**Exercise directions:** Repeat the entire listing exactly as written.
•••
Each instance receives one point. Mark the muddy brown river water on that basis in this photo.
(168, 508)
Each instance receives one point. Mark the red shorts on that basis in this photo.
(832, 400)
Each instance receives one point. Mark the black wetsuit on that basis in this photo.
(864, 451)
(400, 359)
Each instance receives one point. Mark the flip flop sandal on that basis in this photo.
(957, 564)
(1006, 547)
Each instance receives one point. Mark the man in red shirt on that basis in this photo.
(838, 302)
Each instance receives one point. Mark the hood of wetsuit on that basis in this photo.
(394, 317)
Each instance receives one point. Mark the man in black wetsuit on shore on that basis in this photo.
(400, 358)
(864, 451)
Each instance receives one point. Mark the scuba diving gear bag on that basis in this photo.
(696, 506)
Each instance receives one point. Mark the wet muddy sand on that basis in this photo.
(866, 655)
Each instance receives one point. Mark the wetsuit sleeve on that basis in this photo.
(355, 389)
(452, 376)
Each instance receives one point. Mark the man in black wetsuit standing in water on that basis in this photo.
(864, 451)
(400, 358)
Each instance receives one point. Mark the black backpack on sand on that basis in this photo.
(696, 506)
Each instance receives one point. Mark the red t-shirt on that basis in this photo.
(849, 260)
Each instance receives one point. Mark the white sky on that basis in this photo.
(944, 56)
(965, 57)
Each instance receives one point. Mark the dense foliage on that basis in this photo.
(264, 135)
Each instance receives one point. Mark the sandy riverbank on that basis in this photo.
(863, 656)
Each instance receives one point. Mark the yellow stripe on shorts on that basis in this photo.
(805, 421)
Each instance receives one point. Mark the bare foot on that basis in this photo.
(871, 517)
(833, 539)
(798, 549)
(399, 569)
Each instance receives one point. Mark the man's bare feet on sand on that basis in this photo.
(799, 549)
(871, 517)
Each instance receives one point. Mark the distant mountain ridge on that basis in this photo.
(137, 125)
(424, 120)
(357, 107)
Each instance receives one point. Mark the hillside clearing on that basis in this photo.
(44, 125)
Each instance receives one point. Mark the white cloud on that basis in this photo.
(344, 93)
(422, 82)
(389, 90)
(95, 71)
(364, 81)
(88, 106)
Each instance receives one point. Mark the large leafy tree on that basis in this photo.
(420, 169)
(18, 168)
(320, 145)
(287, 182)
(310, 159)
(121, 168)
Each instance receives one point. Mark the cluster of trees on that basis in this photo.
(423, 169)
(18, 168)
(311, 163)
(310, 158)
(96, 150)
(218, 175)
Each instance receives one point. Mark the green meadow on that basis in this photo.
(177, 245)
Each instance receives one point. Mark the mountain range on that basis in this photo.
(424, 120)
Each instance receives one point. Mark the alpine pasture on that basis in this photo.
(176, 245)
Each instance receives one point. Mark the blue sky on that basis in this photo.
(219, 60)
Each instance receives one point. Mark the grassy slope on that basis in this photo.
•••
**Answer for the task:**
Each instance receives one point. Mark the muddy brown river water on that basis in this photo.
(168, 508)
Each instance receives one point. Mark the red shorts on that basis in this photo.
(832, 400)
Each instance receives one point. Mark the black wetsuit on that basis in this photo.
(864, 451)
(400, 359)
Each instance receives one point. Mark the flip flop sandal on that basis in this photo.
(957, 564)
(1006, 547)
Each instance receives one point. Mark the man in red shirt on that basis in this photo.
(838, 302)
Each instance receives one point. Mark the hood of wetsuit on that basis in this photo.
(394, 317)
Each instance receives one point. Mark the man in black wetsuit on shore on that basis in this photo.
(400, 358)
(864, 451)
Each instance receives one point. Mark the scuba diving gear bag on that basis in this photo.
(696, 506)
Each instance receives one point. Mark the wet muddy sand on that basis in this photo.
(866, 655)
Each instance receives one point. Mark the wetsuit sleeve on that basis in this photo.
(355, 389)
(452, 376)
Each instance receives one point. Mark the man in black wetsuit standing in water on that basis in this photo.
(864, 451)
(400, 358)
Each instance receives one point. Mark the black backpack on sand on that basis in this photo.
(696, 506)
Each instance receives one point. Mark the red t-shirt on that basis in this photo.
(849, 260)
Each instance receives one point. Mark the white sky on that basis in this photo.
(944, 56)
(965, 57)
Each instance receives one point. Mark the dense foliage on that basis in this photo.
(264, 135)
Each instance receives one point. Mark the sandy riverbank on that basis in this photo.
(863, 656)
Each instance receives one point. Mark the yellow stripe on shorts on that basis in this photo.
(805, 421)
Each instance receives one point. Mark the bare foot on that basis in this photo.
(871, 517)
(833, 539)
(798, 549)
(399, 569)
Each instance receives one point. Mark the man's bare feet on sand on that basis in this photo.
(799, 549)
(871, 517)
Each instance receives one point. Mark the distant mountain ridge on that basis in this photo.
(137, 125)
(424, 120)
(357, 107)
Each instance receives one point. Mark the hillside clearing on that basis in this photo.
(44, 125)
Each instance receives one point. Mark the white cloud on that basis in this photo.
(344, 93)
(422, 82)
(389, 90)
(95, 71)
(364, 81)
(88, 106)
Each instance receives one point. Mark the large leafy tree on that basis in this photo.
(420, 169)
(18, 168)
(320, 145)
(287, 182)
(310, 159)
(121, 168)
Each instance receives one point. Mark the cluster of trees on that basis in this photo.
(423, 169)
(18, 168)
(311, 163)
(310, 158)
(96, 150)
(218, 175)
Each instance receives one point. Mark the green meadow on that basis in this photo.
(177, 245)
Each instance receives one point. Mark the mountain range on that basis in this photo.
(424, 120)
Each instance receives one point. Mark the alpine pasture on that basis in this photo.
(176, 245)
Each instance receives one point. Mark the blue sky on that basis in this photo.
(219, 60)
Each instance receives one point. Mark the grassy slope on that basis in this photo.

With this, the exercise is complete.